Dataset records
* * *
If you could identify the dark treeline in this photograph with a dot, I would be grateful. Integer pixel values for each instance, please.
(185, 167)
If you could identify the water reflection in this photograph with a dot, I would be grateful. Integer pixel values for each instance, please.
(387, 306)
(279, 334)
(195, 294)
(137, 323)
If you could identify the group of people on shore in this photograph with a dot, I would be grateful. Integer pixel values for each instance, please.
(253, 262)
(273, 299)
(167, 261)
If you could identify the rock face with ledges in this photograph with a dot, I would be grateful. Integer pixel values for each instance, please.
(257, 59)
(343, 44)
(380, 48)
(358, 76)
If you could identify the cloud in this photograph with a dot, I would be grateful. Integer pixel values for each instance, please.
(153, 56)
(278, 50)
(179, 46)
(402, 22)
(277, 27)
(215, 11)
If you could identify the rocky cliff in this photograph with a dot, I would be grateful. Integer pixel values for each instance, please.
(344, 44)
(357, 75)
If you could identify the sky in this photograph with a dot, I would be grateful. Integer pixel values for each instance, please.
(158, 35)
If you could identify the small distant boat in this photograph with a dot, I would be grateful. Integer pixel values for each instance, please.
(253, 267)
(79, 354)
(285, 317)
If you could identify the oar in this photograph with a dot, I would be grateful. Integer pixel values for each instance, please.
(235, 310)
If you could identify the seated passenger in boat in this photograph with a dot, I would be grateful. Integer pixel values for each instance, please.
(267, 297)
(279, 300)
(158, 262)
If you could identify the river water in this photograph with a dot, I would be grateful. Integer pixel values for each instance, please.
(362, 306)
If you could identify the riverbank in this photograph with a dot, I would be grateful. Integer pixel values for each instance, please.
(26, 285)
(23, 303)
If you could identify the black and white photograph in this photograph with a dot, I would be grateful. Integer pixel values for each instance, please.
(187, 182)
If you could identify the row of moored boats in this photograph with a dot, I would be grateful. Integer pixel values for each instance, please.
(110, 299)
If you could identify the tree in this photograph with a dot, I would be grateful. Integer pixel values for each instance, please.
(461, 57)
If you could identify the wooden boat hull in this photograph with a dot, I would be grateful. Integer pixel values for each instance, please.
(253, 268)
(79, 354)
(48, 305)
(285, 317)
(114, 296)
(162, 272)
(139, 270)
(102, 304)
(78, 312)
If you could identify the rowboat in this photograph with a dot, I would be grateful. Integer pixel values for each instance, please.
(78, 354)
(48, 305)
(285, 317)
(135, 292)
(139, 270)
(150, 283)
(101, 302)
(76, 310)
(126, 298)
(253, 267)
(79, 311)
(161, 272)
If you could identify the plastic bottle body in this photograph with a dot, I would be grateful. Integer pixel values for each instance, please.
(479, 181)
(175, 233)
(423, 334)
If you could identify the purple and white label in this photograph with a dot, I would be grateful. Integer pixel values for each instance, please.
* * *
Brief
Copy all data exactly, start to finish.

Answer
If you could identify the dark treeline in this photograph with a dot, I would be grateful. Integer pixel values for each instance, please.
(185, 167)
If you could identify the water reflection in this photograph with a dot, I would be grateful. Integer pixel values for each instance, please.
(387, 306)
(279, 334)
(195, 294)
(137, 323)
If you could identify the group of people on shore in this photograph with a dot, I would be grateful. Integer pixel values for each instance, please.
(253, 262)
(273, 299)
(167, 261)
If you could identify the rock face with ledges in this photograph with a dot, I would be grateful. Integer pixel values for each instance, please.
(257, 59)
(343, 44)
(380, 48)
(358, 76)
If you could identify the cloud in this photograph with a dot, I would be grateful. Integer pixel values for each instance, please.
(153, 56)
(278, 50)
(179, 46)
(402, 22)
(277, 27)
(215, 11)
If you could identify the rocky cliff in this photograph with a dot, I would be grateful. Integer pixel values for each instance, please.
(344, 44)
(357, 75)
If you could identify the sky in this photograph with a dot, I would be grateful. Integer pixel values for each instance, please.
(158, 35)
If you could identify the small distant boat in this photograph with a dot, I would be grateful. Integer pixel values for each instance, please.
(253, 267)
(79, 354)
(285, 317)
If you could identify the oar in this photograph with a dot, I would be grateful. Integer pixel values for each instance, please.
(235, 310)
If you could identify the seated passenger in boat in this photograph with a dot, I would be grateful. Integer pixel values for each instance, please.
(267, 297)
(279, 300)
(158, 262)
If you could identify the river water in this photograph with a dot, I would be grateful. Integer pixel values for each instance, please.
(362, 306)
If you could identify the riverbank in this photograph with a dot, I would be grateful. Integer pixel values for each instance, please.
(26, 285)
(23, 303)
If you could identify the black and white photograph in this photograph with a dot, I would be grateful. Integer pixel values for each instance, please.
(187, 182)
If you could identify the row of moored boats in this photograph with a dot, I would be grateful. Integer pixel values for each instance, please.
(110, 299)
If you could identify the tree in this photograph with a dot, I would be grateful. Integer pixel values for each instance, please.
(461, 57)
If you could identify the wooden boat hull in this photograph with a dot, I would be grateful. Integer pixel values for each instance, please.
(253, 268)
(79, 354)
(48, 305)
(285, 317)
(114, 296)
(162, 272)
(139, 270)
(102, 304)
(78, 312)
If you could identify the rowboat in this photograph with a dot, I would be grateful. Integer pixel values for each instance, please.
(78, 354)
(48, 305)
(285, 317)
(135, 292)
(139, 270)
(150, 283)
(101, 302)
(76, 310)
(126, 298)
(253, 267)
(79, 311)
(161, 272)
If you could identify the plastic bottle body in this photograph with a dot, I would be grateful. Integer pixel values for each instance, please.
(479, 181)
(175, 233)
(423, 334)
If you could identify the purple and white label in this photograph with a dot, I would be grateful. Integer pixel values for each instance, please.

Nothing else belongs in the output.